BRANO PROPOSTO:
==============================

Ma quando è apparsa l’alga rossa nella diga del Pertusillo che tipo di motivazioni hanno dato le istituzioni?

“Quando è apparsa l’alga rossa l’ex direttore generale dell’ARPAB di nomina politica disse che era per effetto meteo climatico. Successivamente una professoressa universitaria di Roma, Patrizia Albertano, grande esperta di alghe, dalle pagine di un noto quotidiano, precisa che l’effetto meteo climatico era una sciocchezza e che se quelle acque erano destinate al consumo umano andava necessariamente informata la popolazione e che non farlo sarebbe stato da criminali”.

C’è qualcuno che si è mosso in suo favore?

“Si sono intervenuti con  delle interrogazioni i consiglieri Aurelio Pace, Francesco Mollica oltre che l’onorevole Elisabetta Zamparutti, ma alle interrogazioni fatte a mio favore, ad oggi, non c'è stata nessuna risposta”.

Alla luce di tutto quello che è successo, se potesse tornare indietro rifarebbe tutto?

==============================

Elenco memorizzato
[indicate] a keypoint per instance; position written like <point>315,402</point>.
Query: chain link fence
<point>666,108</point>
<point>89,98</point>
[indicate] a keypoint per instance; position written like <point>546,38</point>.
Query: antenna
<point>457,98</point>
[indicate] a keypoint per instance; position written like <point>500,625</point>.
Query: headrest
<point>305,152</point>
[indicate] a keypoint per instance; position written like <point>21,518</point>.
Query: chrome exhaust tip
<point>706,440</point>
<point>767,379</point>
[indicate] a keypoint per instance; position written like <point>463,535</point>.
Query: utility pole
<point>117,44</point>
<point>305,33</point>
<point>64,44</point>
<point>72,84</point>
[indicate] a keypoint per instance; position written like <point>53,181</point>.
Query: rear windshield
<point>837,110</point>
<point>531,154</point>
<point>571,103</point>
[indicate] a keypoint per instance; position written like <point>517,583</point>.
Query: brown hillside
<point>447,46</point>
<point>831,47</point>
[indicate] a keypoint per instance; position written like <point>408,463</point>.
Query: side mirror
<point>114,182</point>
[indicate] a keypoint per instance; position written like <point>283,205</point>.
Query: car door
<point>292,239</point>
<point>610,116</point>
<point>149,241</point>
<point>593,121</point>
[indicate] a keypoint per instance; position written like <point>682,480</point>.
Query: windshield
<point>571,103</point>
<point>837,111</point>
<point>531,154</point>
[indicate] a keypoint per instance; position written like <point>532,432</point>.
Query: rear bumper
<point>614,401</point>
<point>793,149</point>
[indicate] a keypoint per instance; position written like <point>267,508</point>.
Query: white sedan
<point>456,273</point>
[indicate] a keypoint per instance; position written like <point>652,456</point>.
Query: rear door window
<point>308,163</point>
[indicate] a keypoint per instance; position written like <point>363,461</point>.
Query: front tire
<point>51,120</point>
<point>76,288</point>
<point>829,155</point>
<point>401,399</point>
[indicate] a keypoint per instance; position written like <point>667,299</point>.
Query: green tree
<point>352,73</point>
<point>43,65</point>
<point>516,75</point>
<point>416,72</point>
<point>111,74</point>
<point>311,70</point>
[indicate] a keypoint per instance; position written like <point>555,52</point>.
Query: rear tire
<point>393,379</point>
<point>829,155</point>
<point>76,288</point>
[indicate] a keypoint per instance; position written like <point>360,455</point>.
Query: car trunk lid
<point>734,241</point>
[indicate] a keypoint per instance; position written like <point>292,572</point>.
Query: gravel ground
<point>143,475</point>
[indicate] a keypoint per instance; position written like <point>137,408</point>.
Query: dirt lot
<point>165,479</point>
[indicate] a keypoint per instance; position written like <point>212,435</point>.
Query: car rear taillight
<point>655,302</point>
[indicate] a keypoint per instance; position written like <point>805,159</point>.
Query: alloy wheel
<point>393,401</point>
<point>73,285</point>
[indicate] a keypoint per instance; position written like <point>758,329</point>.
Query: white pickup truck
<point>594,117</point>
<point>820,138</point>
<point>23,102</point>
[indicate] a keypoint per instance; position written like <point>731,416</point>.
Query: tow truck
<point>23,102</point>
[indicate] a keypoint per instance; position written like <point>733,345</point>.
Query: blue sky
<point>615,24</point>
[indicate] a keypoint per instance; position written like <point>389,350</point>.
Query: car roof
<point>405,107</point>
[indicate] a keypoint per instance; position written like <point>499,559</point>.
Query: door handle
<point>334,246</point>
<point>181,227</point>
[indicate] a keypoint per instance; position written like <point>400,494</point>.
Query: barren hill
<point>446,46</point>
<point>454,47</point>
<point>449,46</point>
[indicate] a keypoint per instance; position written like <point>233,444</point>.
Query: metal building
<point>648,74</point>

==============================

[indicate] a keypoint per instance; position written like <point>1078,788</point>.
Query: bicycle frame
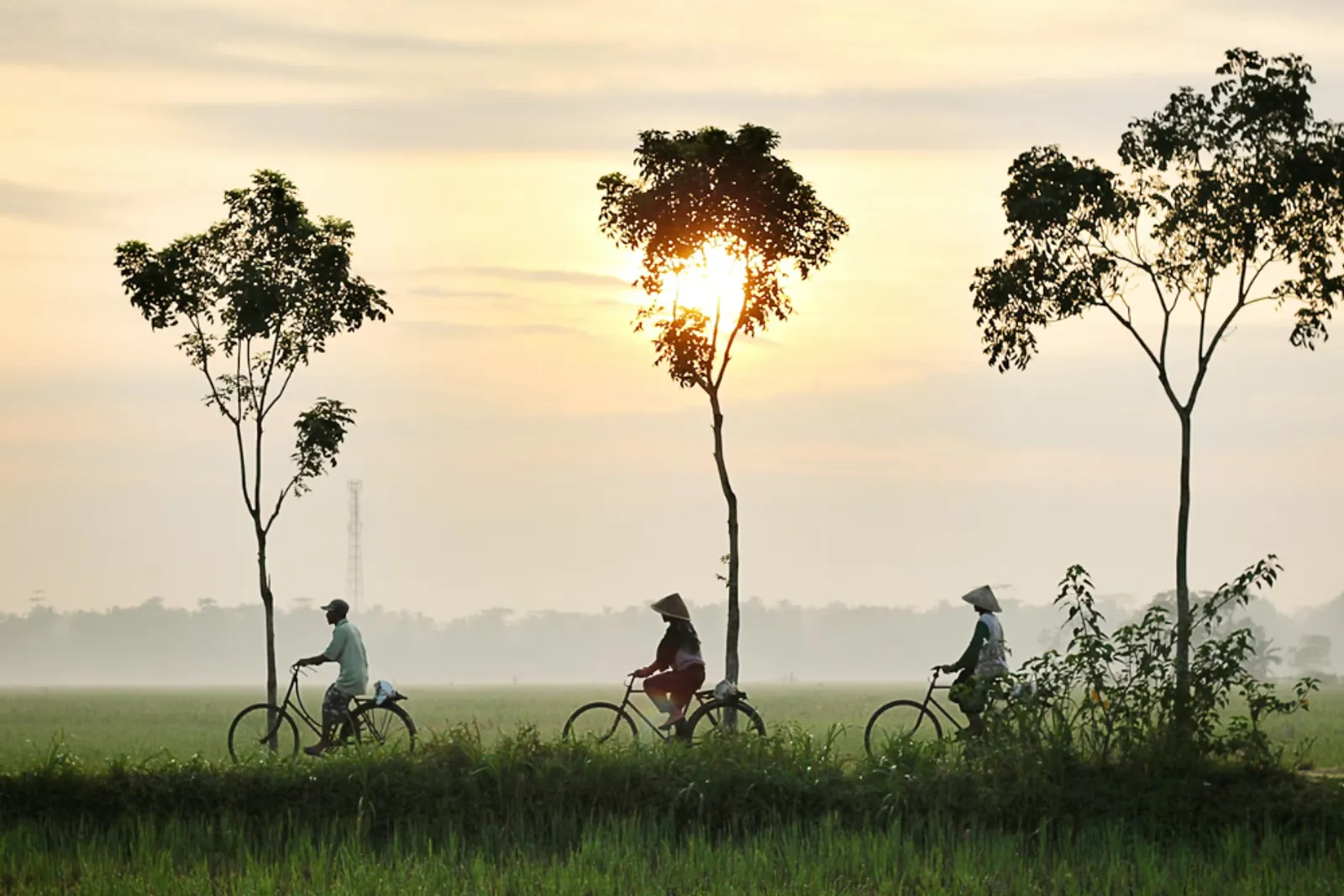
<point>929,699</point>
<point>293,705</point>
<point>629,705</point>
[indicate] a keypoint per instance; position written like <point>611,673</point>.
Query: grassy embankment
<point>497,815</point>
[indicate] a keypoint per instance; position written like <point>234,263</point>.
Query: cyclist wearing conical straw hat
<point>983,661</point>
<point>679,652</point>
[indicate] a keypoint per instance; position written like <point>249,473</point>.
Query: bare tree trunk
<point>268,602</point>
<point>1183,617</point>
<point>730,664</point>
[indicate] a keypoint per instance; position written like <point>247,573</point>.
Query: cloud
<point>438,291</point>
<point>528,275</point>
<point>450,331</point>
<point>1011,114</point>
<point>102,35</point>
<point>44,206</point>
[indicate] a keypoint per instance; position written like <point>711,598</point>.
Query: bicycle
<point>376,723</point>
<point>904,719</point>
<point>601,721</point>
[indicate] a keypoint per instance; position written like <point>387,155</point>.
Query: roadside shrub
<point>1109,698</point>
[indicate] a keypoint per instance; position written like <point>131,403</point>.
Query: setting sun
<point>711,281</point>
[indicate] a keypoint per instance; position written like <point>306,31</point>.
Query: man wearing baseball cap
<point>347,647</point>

==============================

CONSEGNA: Riporta tutte le persone indicate con nome e cognome nel brano sull'alga rossa del Pertusillo.

RISPOSTA: Patrizia Albertano, Aurelio Pace, Francesco Mollica, Elisabetta Zamparutti